(AIM):
Output all the material that follows, exactly as given.

Coordinate labeling data:
BEGIN

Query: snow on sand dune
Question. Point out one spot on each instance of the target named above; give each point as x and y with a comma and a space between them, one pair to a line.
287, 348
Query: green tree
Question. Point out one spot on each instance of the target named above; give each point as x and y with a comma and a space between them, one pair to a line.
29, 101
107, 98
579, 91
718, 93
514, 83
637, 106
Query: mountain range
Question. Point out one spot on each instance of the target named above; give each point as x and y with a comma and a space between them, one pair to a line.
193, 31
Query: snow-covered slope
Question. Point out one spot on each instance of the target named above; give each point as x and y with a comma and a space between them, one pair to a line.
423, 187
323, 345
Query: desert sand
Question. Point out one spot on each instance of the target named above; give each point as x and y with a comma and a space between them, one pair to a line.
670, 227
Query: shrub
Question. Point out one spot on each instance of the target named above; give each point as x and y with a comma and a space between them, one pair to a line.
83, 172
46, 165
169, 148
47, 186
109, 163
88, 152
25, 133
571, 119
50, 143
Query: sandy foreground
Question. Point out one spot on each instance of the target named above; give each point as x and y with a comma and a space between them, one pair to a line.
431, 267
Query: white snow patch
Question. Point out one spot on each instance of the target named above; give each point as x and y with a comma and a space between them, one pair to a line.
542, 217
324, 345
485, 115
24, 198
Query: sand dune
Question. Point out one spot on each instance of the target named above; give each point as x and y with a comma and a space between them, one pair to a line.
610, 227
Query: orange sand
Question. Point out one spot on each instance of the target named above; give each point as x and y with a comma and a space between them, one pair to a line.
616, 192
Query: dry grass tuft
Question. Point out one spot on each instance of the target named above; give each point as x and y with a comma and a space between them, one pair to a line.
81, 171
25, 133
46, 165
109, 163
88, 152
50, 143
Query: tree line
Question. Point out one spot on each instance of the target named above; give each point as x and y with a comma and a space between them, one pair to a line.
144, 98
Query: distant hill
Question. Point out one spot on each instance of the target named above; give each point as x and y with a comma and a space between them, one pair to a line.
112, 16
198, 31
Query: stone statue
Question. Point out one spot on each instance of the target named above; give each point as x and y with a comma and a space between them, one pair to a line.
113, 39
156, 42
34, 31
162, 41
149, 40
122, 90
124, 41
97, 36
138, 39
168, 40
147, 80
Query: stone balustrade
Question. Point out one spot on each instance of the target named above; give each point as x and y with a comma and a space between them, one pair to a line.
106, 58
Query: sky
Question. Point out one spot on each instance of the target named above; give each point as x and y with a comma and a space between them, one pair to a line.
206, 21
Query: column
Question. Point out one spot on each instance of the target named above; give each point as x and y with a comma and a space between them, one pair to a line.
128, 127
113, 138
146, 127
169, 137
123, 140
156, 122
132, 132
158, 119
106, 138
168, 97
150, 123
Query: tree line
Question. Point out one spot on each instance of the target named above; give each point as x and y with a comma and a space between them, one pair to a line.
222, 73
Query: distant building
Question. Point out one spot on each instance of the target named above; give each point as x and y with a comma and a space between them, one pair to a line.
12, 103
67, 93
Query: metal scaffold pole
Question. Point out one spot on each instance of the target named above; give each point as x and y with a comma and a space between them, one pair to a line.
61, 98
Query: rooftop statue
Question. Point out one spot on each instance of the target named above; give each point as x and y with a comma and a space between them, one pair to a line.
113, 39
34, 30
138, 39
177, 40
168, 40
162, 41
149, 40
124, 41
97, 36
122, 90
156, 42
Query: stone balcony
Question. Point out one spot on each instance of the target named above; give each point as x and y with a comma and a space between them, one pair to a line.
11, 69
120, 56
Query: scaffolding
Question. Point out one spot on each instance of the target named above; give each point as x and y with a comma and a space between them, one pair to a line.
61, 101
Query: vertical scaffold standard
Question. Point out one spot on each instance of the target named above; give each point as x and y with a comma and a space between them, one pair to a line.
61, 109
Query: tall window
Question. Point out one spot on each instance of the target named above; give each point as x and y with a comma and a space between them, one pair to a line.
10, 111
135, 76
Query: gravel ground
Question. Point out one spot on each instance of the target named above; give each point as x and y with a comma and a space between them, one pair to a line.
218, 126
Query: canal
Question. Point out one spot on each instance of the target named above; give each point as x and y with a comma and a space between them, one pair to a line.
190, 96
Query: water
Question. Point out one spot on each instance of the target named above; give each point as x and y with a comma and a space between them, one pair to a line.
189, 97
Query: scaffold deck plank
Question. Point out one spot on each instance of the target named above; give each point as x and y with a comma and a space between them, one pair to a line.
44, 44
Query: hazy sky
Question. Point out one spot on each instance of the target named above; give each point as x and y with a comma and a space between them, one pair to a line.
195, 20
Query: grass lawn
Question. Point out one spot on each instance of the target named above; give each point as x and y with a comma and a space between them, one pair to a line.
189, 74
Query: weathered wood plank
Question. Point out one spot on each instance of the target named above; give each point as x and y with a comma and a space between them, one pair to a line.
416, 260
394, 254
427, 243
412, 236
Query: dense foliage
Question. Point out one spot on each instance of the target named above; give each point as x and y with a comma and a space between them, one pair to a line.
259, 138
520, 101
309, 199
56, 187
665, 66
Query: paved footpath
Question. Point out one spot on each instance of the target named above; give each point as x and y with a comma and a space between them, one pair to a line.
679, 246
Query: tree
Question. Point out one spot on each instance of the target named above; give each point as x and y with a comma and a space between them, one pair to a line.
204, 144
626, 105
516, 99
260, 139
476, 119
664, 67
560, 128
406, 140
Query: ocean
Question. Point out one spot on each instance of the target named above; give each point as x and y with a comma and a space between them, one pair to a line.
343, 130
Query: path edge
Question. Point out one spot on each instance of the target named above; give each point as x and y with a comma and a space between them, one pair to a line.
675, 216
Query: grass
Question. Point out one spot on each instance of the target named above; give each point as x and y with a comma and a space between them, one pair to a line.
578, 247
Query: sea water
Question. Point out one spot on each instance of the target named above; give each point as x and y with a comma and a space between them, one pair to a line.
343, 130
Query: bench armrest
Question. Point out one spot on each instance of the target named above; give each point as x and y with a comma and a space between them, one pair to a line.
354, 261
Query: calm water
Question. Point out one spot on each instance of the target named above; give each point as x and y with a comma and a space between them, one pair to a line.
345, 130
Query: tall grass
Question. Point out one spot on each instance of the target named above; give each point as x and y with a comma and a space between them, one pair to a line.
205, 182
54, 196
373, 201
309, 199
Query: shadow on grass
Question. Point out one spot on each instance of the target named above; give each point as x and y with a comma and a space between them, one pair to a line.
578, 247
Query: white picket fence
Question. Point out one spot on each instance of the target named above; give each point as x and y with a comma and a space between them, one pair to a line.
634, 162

END

(RESPONSE):
Query: snow on sand dune
Question. Point out one spot on each instance of the target named above; give each point as x and y with a comma and a space between them, one pair to a line.
287, 348
Query: green tree
Question. Point out one spot on each instance of the target named above; give each point as x and y with a comma and a space between them, one pair to a line.
29, 101
107, 98
579, 91
718, 93
514, 83
637, 106
Query: mountain range
Question. Point out one spot on each instance of the target named above; give each point as x and y with a comma and a space between them, one pair to a line.
193, 31
Query: snow-covered slope
Question. Point out one spot on each instance of the target named above; give each point as x and y with a comma and a space between them, one pair to a line.
423, 187
323, 345
Query: desert sand
Question. Point out one spot on each instance of the target named above; give each point as x and y with a comma and a space between them, one pair to a line.
670, 227
Query: shrub
Question. Point out one spot on each instance of the target named above; give each point as x and y with a comma and a space between them, one pair to a line.
83, 172
46, 165
169, 148
47, 186
109, 163
88, 152
25, 133
571, 119
50, 143
Query: sandy foreground
Question. Point out one spot on each instance of the target named above; give each point as x and y with a comma and a space between them, one pair to a line.
431, 267
Query: white snow patch
Question. Point out one spot on each instance of the target named above; give each point as x and y with a comma and a space between them, one pair to a line.
542, 217
324, 345
485, 115
24, 198
Query: sand dune
Question. Point out one spot on each instance of the target named above; give each point as x and y with a comma and a space between them, one pair to a line.
610, 227
Query: orange sand
Question. Point out one spot on each instance of the target named above; give each point as x and y with a comma and a space between them, one pair to a line.
616, 192
Query: dry grass tuft
Question. Point out one spot on each instance of the target named above; give each point as x and y with a comma and a space between them, one pair to a line.
81, 171
25, 133
46, 165
109, 163
88, 152
50, 143
Query: tree line
Question. Point out one spot on each instance of the target named above; give each point as x and y with a comma and a space between them, one pair to a line.
144, 98
Query: distant hill
Question. Point out one spot on each instance of the target named above; give each point as x and y with a comma and a space between them, one pair to a line.
112, 16
198, 31
Query: stone statue
Question. Point out one spot on each instance of the target named above; give each point as x and y with a comma and a space between them, one pair to a line.
113, 39
156, 42
34, 31
162, 41
149, 40
122, 90
124, 41
97, 36
138, 39
168, 40
147, 80
Query: stone balustrade
Question. Point out one spot on each instance of the target named above; give each point as x and y with a comma and a space between them, one pair to a line.
106, 58
Query: sky
Question. Point out one spot on each instance of the target named above; give each point as x and y with a comma and a space between them, one pair to a line.
206, 21
Query: column
Question. Point out one spot on each instance of the target named above; give each point as x and y with a comma and a space between them, one pair to a line.
128, 127
113, 138
146, 127
169, 137
123, 140
156, 122
132, 132
158, 119
106, 138
168, 97
150, 123
Query: tree line
Question. Point out one spot on each instance of the target named above; give each point as x and y with a comma and a space between them, one pair to a line.
222, 73
Query: distant building
Question. Point out one spot on each instance of the target named above; give each point as x and y with a comma and a space between them, one pair to a line.
12, 103
67, 93
Query: metal scaffold pole
Question. Point out one spot on each instance of the target named above; give each point as x and y with a comma and a space between them, one pair to a line.
61, 98
Query: rooftop statue
Question. Point out one spot on each instance of the target named above; give each point as x and y with a comma and a space between them, one pair to a line.
113, 39
34, 30
138, 39
177, 40
168, 40
162, 41
149, 40
124, 41
97, 36
122, 90
156, 42
Query: stone balcony
Question. Point out one spot on each instance of the target named above; give each point as x and y with a comma and a space between them, one pair to a line.
11, 69
120, 56
Query: scaffolding
Question. Point out one spot on each instance of the target named above; give each point as x and y with a comma and a space between them, one pair to a line.
61, 101
Query: vertical scaffold standard
Question. Point out one spot on each instance of the target named above; give each point as x and y with a comma and a space between them, one pair to a line.
61, 109
Query: tall window
Question. Point out one spot on each instance of the target named above; give each point as x and y with a comma and a space between them, one pair to a line.
10, 111
135, 76
Query: gravel ground
Question. Point out one spot on each instance of the target named above; give each point as x and y with a comma and a space between them, one pair to a line.
218, 126
Query: canal
Question. Point out one spot on each instance of the target named above; give each point as x and y with a comma and a space between them, one pair to a line.
190, 96
Query: water
Question. Point out one spot on each instance of the target named above; give each point as x and y with a comma and a space between them, one pair to a line.
189, 97
Query: scaffold deck plank
Question. Point out one spot on each instance of the target named above; give each point as x and y with a comma and a space between them, one pair to a line.
44, 44
Query: hazy sky
Question. Point out one spot on each instance of the target named above; give each point as x and y with a comma and a space between them, one pair to a line.
195, 20
Query: grass lawn
Question. Point out one spot on each instance of the target named above; give each point as x and y with a comma and a space between them, one pair to a line.
189, 74
Query: weathered wood plank
Question. Point out one spot on each instance of the target named above; give each point as x and y with a comma and a space between them, one pair to a line.
416, 260
394, 254
427, 243
412, 236
Query: dense foliage
Question. Point out one spot on each instance of the target named above; give each point as x and y with a comma and a space between them, one pair to a line.
259, 138
520, 101
309, 199
56, 187
665, 66
Query: paved footpath
Question. Point out one spot on each instance of the target named above; give each point as x and y with a comma and a space between them, one pair to a line.
679, 246
Query: tree
Question. Point out one spot on each instance of the target named above; give each point as x and y with a comma and a space between them, one pair to a line.
204, 144
626, 105
516, 99
260, 139
476, 119
664, 67
560, 128
406, 140
Query: ocean
Question. Point out one spot on each instance of the target named above; give each point as x and y with a comma and a space between them, one pair to a line.
343, 130
Query: path edge
Question. Point out one spot on each instance of the target named above; give each point as x and y with a comma and a space between them, one pair to a line.
675, 216
Query: grass
Question. Point out one spot on each instance of the target named above; give each point as x and y with a comma and a space between them, one pair to a line.
578, 247
Query: sea water
Question. Point out one spot on each instance of the target named above; give each point as x and y with a comma and a space between them, one pair to a line.
343, 130
Query: bench armrest
Question. Point out one spot on each instance of the target named above; give each point as x and y with a comma and a space between them, one pair to a line.
354, 261
Query: calm water
Question. Point out one spot on each instance of the target named above; give each point as x and y with a comma and a space between them, one pair to a line.
345, 130
Query: tall grass
Question. Point out one spot on each instance of the target named above; give each point as x and y with a comma and a space between them, one pair to a line.
205, 182
54, 196
373, 201
309, 199
Query: shadow on grass
Question. Point out one spot on each instance of the target named above; give each point as x and y with a comma and a space between them, one pair to a line.
578, 247
Query: white picket fence
Question. Point out one spot on each instance of the target named above; give each point as x and y with a comma and a space between them, one pair to a line.
634, 162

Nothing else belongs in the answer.